RECORD LIST =
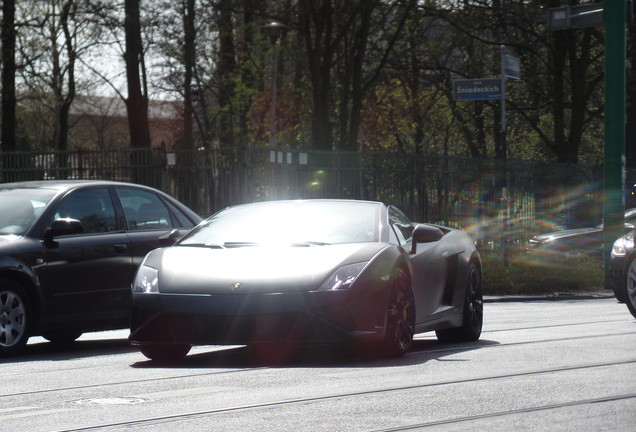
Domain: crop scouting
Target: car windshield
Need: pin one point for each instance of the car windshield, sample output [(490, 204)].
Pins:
[(20, 208), (302, 223)]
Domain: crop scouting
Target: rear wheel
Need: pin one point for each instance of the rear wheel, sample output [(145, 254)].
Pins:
[(165, 353), (400, 320), (630, 292), (473, 311), (15, 317)]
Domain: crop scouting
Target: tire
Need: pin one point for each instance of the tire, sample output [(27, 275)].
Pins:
[(473, 311), (400, 317), (66, 337), (15, 317), (165, 353), (630, 292), (620, 293)]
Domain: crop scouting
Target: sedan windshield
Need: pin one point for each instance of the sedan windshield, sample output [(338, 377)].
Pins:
[(20, 208), (300, 223)]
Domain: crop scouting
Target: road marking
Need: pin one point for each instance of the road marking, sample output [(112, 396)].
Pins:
[(183, 392)]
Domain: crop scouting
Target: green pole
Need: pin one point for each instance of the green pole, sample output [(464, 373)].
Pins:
[(614, 15)]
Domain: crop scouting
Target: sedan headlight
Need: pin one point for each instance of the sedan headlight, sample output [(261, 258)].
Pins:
[(620, 246), (147, 280), (342, 278)]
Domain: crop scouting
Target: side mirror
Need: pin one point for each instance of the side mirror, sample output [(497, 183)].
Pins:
[(425, 234), (66, 226), (170, 238)]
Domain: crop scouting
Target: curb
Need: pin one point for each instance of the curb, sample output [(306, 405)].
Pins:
[(549, 297)]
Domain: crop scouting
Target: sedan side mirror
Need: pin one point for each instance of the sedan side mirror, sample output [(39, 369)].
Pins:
[(425, 234), (66, 226)]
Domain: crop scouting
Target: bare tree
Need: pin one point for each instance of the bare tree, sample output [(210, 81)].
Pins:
[(8, 75), (137, 100)]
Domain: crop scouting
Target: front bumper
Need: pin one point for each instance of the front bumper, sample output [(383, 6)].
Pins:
[(618, 272), (244, 319)]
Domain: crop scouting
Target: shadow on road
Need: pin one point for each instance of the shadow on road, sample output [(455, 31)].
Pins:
[(48, 351), (285, 355)]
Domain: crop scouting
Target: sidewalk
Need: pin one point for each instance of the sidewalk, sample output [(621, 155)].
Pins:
[(587, 295)]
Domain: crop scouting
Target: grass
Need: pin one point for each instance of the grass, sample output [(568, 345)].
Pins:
[(539, 272)]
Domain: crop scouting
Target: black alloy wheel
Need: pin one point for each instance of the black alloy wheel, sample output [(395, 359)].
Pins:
[(630, 293), (400, 320), (473, 311), (15, 316)]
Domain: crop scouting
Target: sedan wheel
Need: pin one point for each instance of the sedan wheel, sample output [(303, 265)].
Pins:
[(165, 353), (630, 300), (14, 317), (473, 311), (400, 318)]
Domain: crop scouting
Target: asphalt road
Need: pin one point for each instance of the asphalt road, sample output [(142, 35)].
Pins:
[(567, 365)]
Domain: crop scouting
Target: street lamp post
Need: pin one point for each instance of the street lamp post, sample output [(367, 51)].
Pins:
[(273, 30)]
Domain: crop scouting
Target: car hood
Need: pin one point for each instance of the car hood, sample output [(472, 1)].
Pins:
[(564, 234), (200, 270)]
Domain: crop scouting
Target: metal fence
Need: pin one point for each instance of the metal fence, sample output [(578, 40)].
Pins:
[(491, 199)]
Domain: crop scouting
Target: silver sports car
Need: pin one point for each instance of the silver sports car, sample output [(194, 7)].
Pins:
[(312, 271)]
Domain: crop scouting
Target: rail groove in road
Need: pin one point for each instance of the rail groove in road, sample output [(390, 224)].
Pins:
[(304, 400), (450, 348), (420, 426)]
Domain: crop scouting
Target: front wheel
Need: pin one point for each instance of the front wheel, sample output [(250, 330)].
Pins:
[(165, 353), (630, 294), (15, 316), (400, 319), (473, 311)]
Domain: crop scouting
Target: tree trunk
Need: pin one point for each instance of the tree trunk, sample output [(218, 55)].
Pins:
[(225, 70), (137, 101), (8, 87)]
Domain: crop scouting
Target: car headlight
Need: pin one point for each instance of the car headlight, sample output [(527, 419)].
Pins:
[(620, 246), (147, 280), (342, 278)]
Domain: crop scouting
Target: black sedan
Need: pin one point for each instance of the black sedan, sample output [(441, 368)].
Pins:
[(623, 271), (319, 271), (69, 251), (588, 241)]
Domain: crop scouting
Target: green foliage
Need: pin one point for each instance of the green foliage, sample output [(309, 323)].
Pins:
[(540, 273)]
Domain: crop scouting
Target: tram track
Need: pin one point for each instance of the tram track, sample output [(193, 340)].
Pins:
[(372, 392), (329, 361)]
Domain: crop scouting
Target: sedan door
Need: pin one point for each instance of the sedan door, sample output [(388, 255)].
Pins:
[(88, 274), (151, 221)]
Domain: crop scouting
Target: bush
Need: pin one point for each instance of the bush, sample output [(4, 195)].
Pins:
[(540, 272)]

THE REQUEST =
Return all of the items above word for word, leaving out the pictures.

TASK ANSWER =
Domain: crop scouting
Target: car windshield
Need: pin one point for each instance of the car windshield, sample output [(490, 204)].
Pins:
[(20, 208), (302, 223)]
Domain: crop scouting
Target: rear wheel
Need: pin one point for each instance of the rear wheel, sample output [(145, 254)].
Pins:
[(165, 353), (400, 320), (630, 292), (473, 311), (15, 317)]
Domain: crop scouting
Target: tire
Need: pin one point for each instance of the tire, sample output [(27, 275)].
Pins:
[(473, 311), (400, 317), (66, 337), (15, 317), (165, 353), (630, 292), (620, 293)]
Domain: crop scouting
Target: sedan windshield
Need: pin one point for each instance of the sedan windshield, sample output [(338, 377)].
Pins:
[(20, 208), (300, 223)]
Domain: crop scouting
Target: road marking
Need: pin one point for each instance of the road marking, sample output [(112, 396)].
Pins:
[(183, 392)]
Domain: crop scouting
Target: green pole
Need: pin one point for each instance of the green pole, sample output [(464, 373)].
Pins:
[(614, 15)]
Domain: crop scouting
Target: sedan headlight
Need: pin one point for each instance of the sedan headlight, sample output [(261, 258)].
Pins:
[(620, 246), (147, 280), (342, 278)]
Domain: crop scouting
Target: side mirror
Need: pin one point for each instance of the side mirror, sample output [(497, 183)].
Pins:
[(425, 234), (66, 226), (170, 238)]
Domain: crop scouting
Target: curb
Need: pin one point for each instance of the curb, sample output [(306, 405)].
Pins:
[(549, 297)]
Domain: crop scouting
Target: sedan side mirror
Need: pin one point for each instance of the sedan side mirror, sample output [(39, 369)].
Pins:
[(425, 234), (66, 226)]
Domain: crop scouting
Target: bare tree
Need: pin one point for each instance of the bare tree, sample output [(210, 81)].
Pins:
[(8, 75), (137, 100)]
Domain: crop scouting
Target: front bumper
Need: pin one point for each instance of the front bumper, sample output [(383, 6)].
Pins:
[(618, 272), (244, 319)]
Domain: crop scouting
Target: shadow on road
Need: pin one point for each instance of the shadow on road, sample output [(455, 31)].
Pins:
[(48, 351), (285, 355)]
Domain: crop scouting
Target: sidewalk
Need: pin one point for each instance of the sidewalk, sample output [(621, 155)].
Pins:
[(587, 295)]
Domain: crop scouting
Target: grass
Need: pin one point for each instance of the grass, sample output [(568, 345)].
Pins:
[(539, 272)]
Domain: crop scouting
Target: black alloy wheel
Need: pin one point for each instance of the black alloy wheel, sample output [(395, 359)].
Pins:
[(630, 293), (400, 320), (473, 311), (15, 316)]
Domain: crop scouting
Target: sedan wheel
Need: pin one point for each instance of the sedan wheel, sample output [(303, 265)].
Pins:
[(165, 353), (630, 300), (14, 317), (473, 311), (400, 318)]
Domain: crop scouting
Target: asphalt road
Need: pin one point for each instance of the asphalt road, sample output [(142, 35)].
Pins:
[(567, 365)]
Domain: crop scouting
Target: street lamp post
Need: pin one point for each instance of the street lamp post, sample output [(367, 51)].
Pins:
[(273, 30)]
Domain: crop scouting
Target: car hood
Need: pin one point for each instance of the car hood, sample output [(472, 1)].
Pins:
[(564, 234), (200, 270)]
Domain: crop scouting
Target: metal fence
Need: pin one point for each instance of the metal fence, sample output [(578, 40)].
Pins:
[(491, 199)]
Domain: crop scouting
Target: silver sports car
Need: pin one point for each instance of the silver sports car, sample output [(194, 7)].
Pins:
[(312, 271)]
Domain: crop scouting
Target: rail groove in road
Need: pin one point for each instance of the rail groove in road, sample output [(390, 224)].
Pins:
[(304, 400), (450, 348), (420, 426)]
Domain: crop scouting
Target: front wheel
Need: pin one point for each instance of the front wheel, sample output [(250, 330)].
Pins:
[(165, 353), (630, 294), (15, 316), (400, 319), (473, 311)]
Domain: crop scouting
Target: tree trunk
Need: pin one point for each instance of the tree trunk, sample output [(218, 55)].
Pins:
[(225, 70), (137, 101), (8, 87)]
Domain: crop scouting
Target: car headlight
Need: pin one point for each instance of the car headlight, sample output [(527, 419)].
Pins:
[(620, 246), (147, 280), (342, 278)]
Domain: crop scouting
Target: black sedan
Need: pin one point for each instance of the black sedan, sample output [(441, 368)].
Pins:
[(623, 271), (319, 271), (69, 251), (588, 241)]
Domain: crop scouting
Target: green foliage
Need: pin one point for each instance of the green foliage, sample output [(309, 323)].
Pins:
[(540, 273)]
Domain: crop scouting
Target: tram track
Need: pin one point for each instance of the tram track, sample output [(193, 340)].
Pins:
[(372, 392), (329, 361)]
Domain: crop scouting
Target: sedan door
Need: pin one point for each instance of the sedan door, sample output [(388, 255)].
Pins:
[(88, 274), (151, 221)]
Domain: crop scouting
Target: bush
Need: pin one point for each instance of the bush, sample output [(4, 195)].
Pins:
[(540, 272)]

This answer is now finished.